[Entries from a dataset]
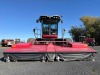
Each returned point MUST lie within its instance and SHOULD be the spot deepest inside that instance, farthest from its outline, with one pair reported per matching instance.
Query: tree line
(90, 28)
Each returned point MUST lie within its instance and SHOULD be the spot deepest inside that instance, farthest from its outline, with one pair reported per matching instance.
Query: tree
(75, 32)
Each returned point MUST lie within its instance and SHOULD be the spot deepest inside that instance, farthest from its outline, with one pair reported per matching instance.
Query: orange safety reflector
(13, 46)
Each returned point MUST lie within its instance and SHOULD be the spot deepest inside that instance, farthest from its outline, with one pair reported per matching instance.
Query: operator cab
(49, 26)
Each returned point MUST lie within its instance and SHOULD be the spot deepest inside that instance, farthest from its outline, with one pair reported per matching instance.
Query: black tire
(32, 40)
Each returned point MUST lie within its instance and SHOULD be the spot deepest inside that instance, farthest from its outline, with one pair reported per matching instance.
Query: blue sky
(18, 17)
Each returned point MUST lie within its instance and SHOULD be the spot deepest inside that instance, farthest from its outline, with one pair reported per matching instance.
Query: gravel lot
(51, 68)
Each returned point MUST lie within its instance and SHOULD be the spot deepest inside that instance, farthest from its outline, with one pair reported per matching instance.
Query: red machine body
(49, 47)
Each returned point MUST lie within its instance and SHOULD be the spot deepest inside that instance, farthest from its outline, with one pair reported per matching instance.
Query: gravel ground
(51, 68)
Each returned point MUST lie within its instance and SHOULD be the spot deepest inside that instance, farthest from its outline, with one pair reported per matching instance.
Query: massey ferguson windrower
(48, 47)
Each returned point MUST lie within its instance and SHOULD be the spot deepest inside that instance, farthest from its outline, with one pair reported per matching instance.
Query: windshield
(50, 29)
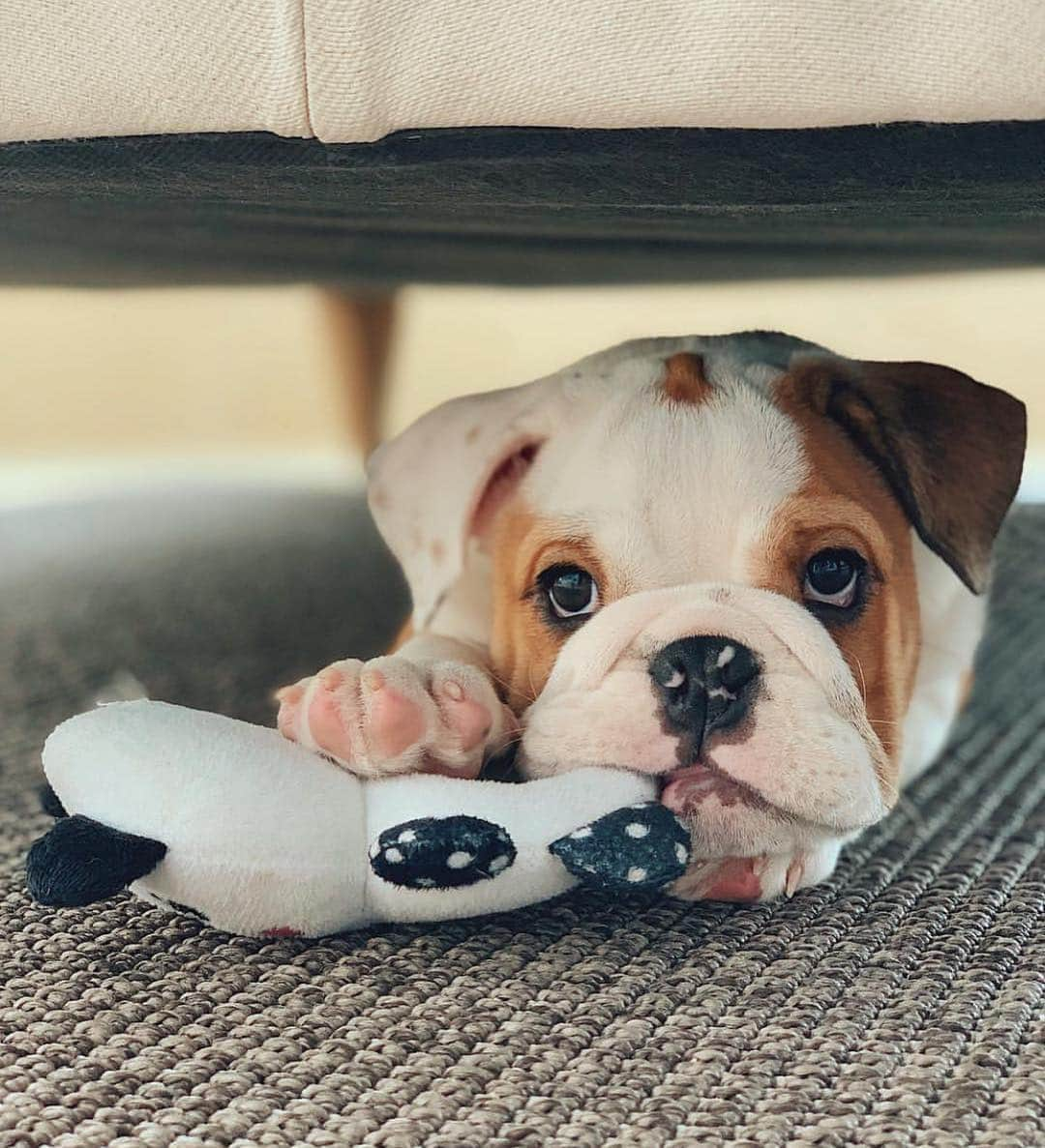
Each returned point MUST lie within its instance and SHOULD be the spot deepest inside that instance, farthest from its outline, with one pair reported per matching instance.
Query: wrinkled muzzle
(737, 697)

• The problem:
Copy all the data exactly as written, but skip any picture.

• Solution below:
Each returned point MUST lie within its instance and SHOULD be the spot deepest inside that instance, farthest from its outline, with one pair reported per matching instance.
Query: tree line
(90, 28)
Each returned point MUST lie within its instance and SHOULD be the spot deepest inside that instance, farthest from its outline, with one pair reported per matching instance.
Query: tree
(75, 32)
Each returned point MUST lie within its instance and SHOULD be the spot deepest inside that instance, farthest from its outline, with one pair reported per matching instance.
Query: orange safety reflector
(13, 46)
Each returned point MUST lie within its instance and SHOULD be the spot deepest inside that instance, farthest from its outline, with one pair reported per matching instance.
Query: operator cab
(49, 26)
Each returned point MUST lie within its instance and SHOULD be the spot deepest inside that instance, farthest from its outline, with one pair reported per matching instance.
Query: black tire
(32, 40)
Each returned point MUST lie within its instance and SHOULD be the spot deepest inside that instance, farthest from its outline, with one pair reported per matching instance.
Query: blue sky
(18, 17)
Each returned point MUST lie within its instance and SHOULD be the spot deepest inside that instance, farthest from its outline, with one pair reported per matching instance.
Query: gravel lot
(51, 68)
Each returned point MUST lie within its instance and SHOULD be the spot deepest inside that instance, farthest from its outline, with one pair reported per matching instance.
Query: red machine body
(49, 47)
Each returned point MUST lie within its instance and SHOULD be the spot deepest inside that instance, farthest from its outline, with one pair reported per matching instance.
Query: gravel ground
(51, 68)
Each returned point MUST lie within its instance and SHOULD be the spot deepest inside that instance, farthest from its outline, with one pair reported per matching instance.
Query: massey ferguson windrower
(48, 47)
Each returned point MUST lie within its instance and SHOULD be the spot deepest inside that instance, farthest from its outline, with one pair reported per matching instance.
Query: windshield
(50, 29)
Each returned point MUST lie within its instance and SHOULD be the spot deepest inside that instance, farthest from its outline, with one pair reported per matching instance.
Query: wrinkled muzzle
(737, 697)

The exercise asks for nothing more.